## TASK PROMPT
Collect every line of the entries that contains the word "brown", matching case exactly.

## SUPPLIED MATERIAL

>> Begin

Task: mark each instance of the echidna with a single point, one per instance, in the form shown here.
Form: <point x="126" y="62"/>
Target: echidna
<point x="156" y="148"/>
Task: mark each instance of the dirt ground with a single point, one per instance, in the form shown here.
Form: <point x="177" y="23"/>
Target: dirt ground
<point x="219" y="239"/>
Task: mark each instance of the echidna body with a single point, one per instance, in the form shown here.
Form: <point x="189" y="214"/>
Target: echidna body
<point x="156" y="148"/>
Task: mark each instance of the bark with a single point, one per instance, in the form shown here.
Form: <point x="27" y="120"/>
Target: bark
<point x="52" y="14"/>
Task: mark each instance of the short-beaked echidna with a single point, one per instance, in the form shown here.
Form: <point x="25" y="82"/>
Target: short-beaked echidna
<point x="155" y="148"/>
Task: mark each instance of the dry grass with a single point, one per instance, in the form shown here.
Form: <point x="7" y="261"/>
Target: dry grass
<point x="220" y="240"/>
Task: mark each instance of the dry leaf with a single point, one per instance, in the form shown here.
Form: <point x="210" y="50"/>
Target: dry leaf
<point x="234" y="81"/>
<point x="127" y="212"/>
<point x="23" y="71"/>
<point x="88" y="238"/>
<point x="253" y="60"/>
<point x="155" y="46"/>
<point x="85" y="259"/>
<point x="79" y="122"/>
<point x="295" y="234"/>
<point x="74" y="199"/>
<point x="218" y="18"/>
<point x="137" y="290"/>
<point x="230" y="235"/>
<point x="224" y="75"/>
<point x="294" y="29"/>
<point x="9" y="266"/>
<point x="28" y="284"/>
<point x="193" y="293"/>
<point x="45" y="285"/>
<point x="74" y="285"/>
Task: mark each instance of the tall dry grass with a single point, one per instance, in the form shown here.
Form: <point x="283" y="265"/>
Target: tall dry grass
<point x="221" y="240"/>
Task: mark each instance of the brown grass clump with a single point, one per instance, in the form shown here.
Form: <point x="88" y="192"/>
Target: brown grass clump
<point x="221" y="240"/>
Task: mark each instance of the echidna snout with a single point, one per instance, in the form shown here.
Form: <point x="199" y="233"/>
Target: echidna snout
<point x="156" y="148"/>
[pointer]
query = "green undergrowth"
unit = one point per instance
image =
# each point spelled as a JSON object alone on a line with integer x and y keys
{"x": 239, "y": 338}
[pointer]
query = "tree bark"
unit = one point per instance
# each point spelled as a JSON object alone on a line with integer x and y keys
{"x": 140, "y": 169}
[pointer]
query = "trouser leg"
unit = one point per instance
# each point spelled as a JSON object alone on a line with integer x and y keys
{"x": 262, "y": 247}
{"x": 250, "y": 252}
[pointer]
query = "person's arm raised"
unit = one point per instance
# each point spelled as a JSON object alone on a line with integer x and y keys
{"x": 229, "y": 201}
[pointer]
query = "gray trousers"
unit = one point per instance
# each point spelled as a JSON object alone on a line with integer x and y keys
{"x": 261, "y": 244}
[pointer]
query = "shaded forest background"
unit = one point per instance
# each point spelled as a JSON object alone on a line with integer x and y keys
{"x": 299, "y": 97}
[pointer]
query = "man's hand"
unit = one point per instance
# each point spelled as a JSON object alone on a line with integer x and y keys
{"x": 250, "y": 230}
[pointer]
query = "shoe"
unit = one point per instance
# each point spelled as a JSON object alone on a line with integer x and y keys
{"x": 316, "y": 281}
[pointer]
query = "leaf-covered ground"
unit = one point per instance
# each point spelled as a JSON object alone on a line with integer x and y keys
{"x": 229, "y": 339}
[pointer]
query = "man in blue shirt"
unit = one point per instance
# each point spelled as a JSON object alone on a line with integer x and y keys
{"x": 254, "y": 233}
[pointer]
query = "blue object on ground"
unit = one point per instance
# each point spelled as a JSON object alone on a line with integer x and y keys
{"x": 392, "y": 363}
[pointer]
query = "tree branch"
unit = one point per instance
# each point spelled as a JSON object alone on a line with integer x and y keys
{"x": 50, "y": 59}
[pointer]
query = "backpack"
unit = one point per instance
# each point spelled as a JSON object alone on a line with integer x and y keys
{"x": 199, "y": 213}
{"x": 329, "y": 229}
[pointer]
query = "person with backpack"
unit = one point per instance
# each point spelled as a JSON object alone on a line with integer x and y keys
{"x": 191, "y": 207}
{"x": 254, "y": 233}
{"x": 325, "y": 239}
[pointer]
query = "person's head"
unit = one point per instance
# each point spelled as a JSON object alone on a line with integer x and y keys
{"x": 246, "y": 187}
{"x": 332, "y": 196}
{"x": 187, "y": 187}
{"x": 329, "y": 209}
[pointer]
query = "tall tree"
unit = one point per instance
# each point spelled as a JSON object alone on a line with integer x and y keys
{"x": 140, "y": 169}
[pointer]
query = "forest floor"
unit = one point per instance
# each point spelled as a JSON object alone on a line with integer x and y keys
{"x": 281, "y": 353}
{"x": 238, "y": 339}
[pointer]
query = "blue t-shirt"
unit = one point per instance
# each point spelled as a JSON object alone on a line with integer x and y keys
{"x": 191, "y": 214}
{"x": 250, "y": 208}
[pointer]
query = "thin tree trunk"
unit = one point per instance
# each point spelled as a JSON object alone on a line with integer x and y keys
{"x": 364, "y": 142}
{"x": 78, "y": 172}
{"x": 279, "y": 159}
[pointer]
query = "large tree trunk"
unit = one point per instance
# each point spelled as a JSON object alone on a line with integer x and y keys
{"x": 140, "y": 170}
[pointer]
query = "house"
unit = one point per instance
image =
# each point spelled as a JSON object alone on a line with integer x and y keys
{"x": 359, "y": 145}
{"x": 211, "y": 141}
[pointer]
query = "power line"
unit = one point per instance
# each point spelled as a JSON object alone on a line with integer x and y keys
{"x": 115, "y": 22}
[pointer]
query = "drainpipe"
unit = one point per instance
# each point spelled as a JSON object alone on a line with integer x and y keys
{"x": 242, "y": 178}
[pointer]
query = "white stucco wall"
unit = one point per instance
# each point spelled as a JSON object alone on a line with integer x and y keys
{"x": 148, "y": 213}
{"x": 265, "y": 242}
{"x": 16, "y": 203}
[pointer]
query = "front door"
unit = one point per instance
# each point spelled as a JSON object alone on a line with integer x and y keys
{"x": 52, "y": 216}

>> End

## TASK ANSWER
Task: mark each instance of the brown grass clump with a single point, one per instance, in the form shown here.
Target: brown grass clump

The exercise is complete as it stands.